(Assignment):
Would you output all the lines below precisely as they stand, leaving each picture out?
Segment Start: Record extracts
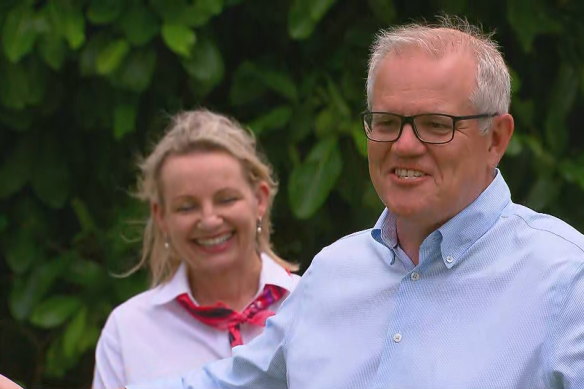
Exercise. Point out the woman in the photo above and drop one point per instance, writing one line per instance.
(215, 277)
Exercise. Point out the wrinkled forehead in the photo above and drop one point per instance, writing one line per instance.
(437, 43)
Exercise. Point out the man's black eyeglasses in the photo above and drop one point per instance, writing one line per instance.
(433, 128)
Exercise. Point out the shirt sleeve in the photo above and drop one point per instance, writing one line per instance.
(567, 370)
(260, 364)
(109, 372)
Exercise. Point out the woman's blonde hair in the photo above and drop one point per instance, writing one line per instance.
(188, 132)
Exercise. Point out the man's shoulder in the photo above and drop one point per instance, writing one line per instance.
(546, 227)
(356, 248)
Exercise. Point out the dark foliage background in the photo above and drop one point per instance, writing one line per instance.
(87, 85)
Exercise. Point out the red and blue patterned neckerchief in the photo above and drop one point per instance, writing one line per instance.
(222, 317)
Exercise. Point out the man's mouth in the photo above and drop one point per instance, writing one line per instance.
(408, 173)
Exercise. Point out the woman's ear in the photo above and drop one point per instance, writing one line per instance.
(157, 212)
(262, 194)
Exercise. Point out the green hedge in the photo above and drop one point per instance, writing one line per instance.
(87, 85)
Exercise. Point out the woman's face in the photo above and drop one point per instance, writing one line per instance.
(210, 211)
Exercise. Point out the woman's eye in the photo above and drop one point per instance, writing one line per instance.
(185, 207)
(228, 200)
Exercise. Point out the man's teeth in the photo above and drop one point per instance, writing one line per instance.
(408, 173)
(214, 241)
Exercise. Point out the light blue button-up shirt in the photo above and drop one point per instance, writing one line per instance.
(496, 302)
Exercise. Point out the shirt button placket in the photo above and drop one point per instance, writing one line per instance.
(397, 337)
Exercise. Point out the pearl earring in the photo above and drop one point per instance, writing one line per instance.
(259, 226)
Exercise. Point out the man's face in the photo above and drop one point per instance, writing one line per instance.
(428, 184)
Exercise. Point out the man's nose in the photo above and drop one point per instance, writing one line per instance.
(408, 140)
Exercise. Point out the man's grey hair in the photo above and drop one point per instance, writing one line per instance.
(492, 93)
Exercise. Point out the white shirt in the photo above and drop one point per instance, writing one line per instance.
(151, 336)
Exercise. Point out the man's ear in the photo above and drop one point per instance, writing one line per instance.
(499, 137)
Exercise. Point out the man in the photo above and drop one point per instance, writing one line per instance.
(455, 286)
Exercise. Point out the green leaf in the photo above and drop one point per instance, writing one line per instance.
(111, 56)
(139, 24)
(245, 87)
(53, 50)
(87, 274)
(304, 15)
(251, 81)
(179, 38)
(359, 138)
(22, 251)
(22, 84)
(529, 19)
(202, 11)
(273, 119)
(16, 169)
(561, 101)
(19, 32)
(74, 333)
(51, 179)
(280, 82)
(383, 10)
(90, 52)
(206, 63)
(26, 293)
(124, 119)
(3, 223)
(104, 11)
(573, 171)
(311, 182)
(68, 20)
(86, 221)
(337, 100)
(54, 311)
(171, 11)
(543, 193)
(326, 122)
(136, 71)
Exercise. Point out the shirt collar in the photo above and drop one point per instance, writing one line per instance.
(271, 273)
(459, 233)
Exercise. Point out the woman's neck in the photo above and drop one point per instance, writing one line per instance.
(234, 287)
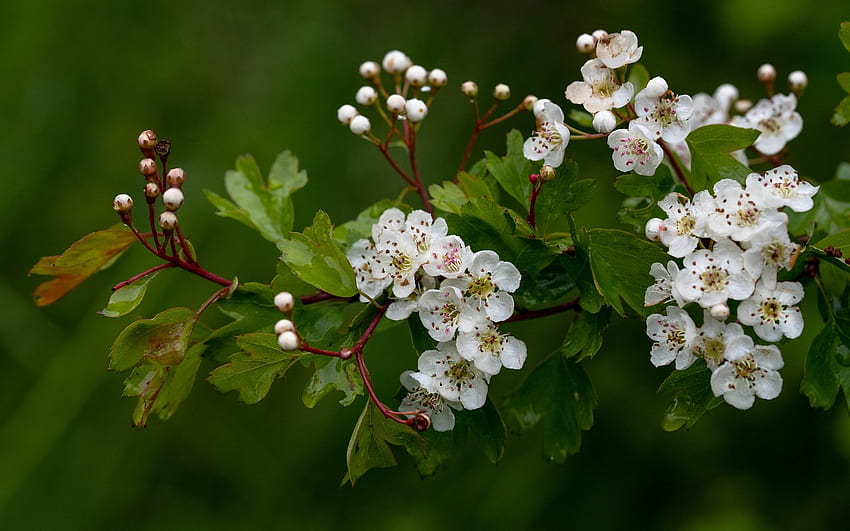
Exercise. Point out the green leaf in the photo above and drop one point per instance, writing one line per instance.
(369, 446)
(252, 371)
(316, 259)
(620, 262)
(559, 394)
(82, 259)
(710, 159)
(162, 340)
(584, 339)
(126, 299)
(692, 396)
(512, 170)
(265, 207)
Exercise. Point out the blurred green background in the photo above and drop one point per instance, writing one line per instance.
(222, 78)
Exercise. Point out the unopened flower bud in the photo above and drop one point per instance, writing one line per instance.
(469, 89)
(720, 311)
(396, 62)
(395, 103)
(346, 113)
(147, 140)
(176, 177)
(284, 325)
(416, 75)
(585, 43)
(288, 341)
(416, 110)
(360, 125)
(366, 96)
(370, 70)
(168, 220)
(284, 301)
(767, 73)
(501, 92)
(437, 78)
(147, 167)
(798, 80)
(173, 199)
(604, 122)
Segment End: Record extracts
(Written answer):
Exercise. Point out the woman in the photo above and drop one point per instance, writing one line per instance.
(215, 277)
Exercise. Point out the wrinkled forehead in the photo above and drop one point per instance, writing one line per instance.
(437, 43)
Exercise. Point out the man's black eyeglasses in the photo above and drop one point per instance, writing one line per instance.
(433, 128)
Exercise. Point out the shirt sleeve in the photo above and drop one point per instance, writing one line per instance.
(567, 370)
(260, 364)
(109, 372)
Exercise. Point out the woman's blonde hair in the photo above and drop one point per instance, writing one line per instance.
(188, 132)
Exercise. Point out the man's shoulder in the photo above and drop one point per instance, writing one line per instance.
(546, 227)
(356, 248)
Exercise. Point out the dark foliage background in the photo above and drop one point per instance, writing one line per instance.
(87, 85)
Exercise. Point out the red and blue patterned neckerchief in the photo above and drop one point per instance, writing one line per instance.
(222, 317)
Exercise. Point out the man's mouth in the photo above and drop one point per instance, writing one line per instance.
(408, 173)
Exercise. Point out the woman's ear in the photo above and drop one point per instance, writing one line per instance.
(157, 212)
(262, 194)
Exercise. Point out the green hedge in the photo above and drop one point per instance, writing one line per instance.
(87, 85)
Exercise. Point out the woman's face in the photo above and drop one point per instance, writing one line per instance.
(210, 211)
Exercise. Point out the woman's eye in the photo above and drop one point per instance, writing one line per instance.
(185, 207)
(228, 200)
Exercise. Point out the man's teeth in the photo above and drop one point per instance, writing one line per instance.
(408, 173)
(214, 241)
Exercise. Point out the light blue button-up shirt in the photo above and drop one point per instance, writing one line per instance.
(496, 302)
Exercise. Point out the shirt button placket in the photo above and drop one point per instance, writing one line per instance.
(397, 337)
Exercise. Point out the pearl earring in the photo above and drop one point per instance, writing one line per instance.
(259, 226)
Exercise. Point out the man's face in the photo above and drop one point per instance, writing one line per instance.
(428, 184)
Exercise. Point out the man's nose in the photo above and drop one point per instance, writing one line per instance.
(408, 140)
Exercise. Point out the man's grey hair in the photo above and drop one point per instance, writing one line per instance.
(492, 93)
Exercise. Point out the white shirt in the photo above and drop one point per instance, writing one line per instance.
(151, 336)
Exercise. Point out the man's ear in the photo above and drop one point per instance, writing one line per instance.
(499, 137)
Exercise. Point out the man in the photo above and drop one point per instance, writing one line per instance.
(455, 286)
Exercise. Point out the green leaf in the photo above and drop one point per instance, writing one line per instance.
(111, 56)
(139, 24)
(245, 87)
(53, 50)
(87, 274)
(304, 15)
(251, 81)
(179, 38)
(359, 138)
(22, 251)
(22, 84)
(529, 19)
(202, 11)
(273, 119)
(16, 169)
(561, 101)
(19, 32)
(74, 333)
(51, 179)
(280, 82)
(383, 10)
(90, 52)
(206, 63)
(26, 293)
(124, 119)
(3, 223)
(104, 11)
(573, 171)
(311, 182)
(68, 20)
(86, 221)
(337, 100)
(54, 311)
(171, 11)
(543, 193)
(326, 122)
(136, 71)
Exercise. Point out the shirt collar in the photo above and drop one point per instance, writing one line per instance.
(271, 273)
(459, 233)
Exercise. Point out the woman's neck in the photo above and drop one point per instance, writing one line per instance.
(234, 287)
Exercise. Point out the green leaf in the photo above and drop one point per instance, writing one line per instance.
(369, 446)
(252, 371)
(316, 259)
(620, 262)
(559, 394)
(82, 259)
(710, 159)
(162, 340)
(584, 339)
(126, 299)
(692, 396)
(512, 170)
(265, 207)
Exercise. Point out the blurred green background in the photo above and drop one point per instance, writing one line per instance.
(222, 78)
Exercise. Point out the unopened flower bud in the photo above and drop one point per instance, writing one line per instance.
(469, 89)
(720, 311)
(396, 62)
(395, 103)
(346, 113)
(147, 140)
(176, 177)
(284, 325)
(416, 75)
(585, 43)
(288, 341)
(416, 110)
(360, 125)
(366, 96)
(370, 70)
(168, 220)
(284, 301)
(767, 73)
(501, 92)
(437, 78)
(147, 167)
(798, 80)
(173, 199)
(604, 122)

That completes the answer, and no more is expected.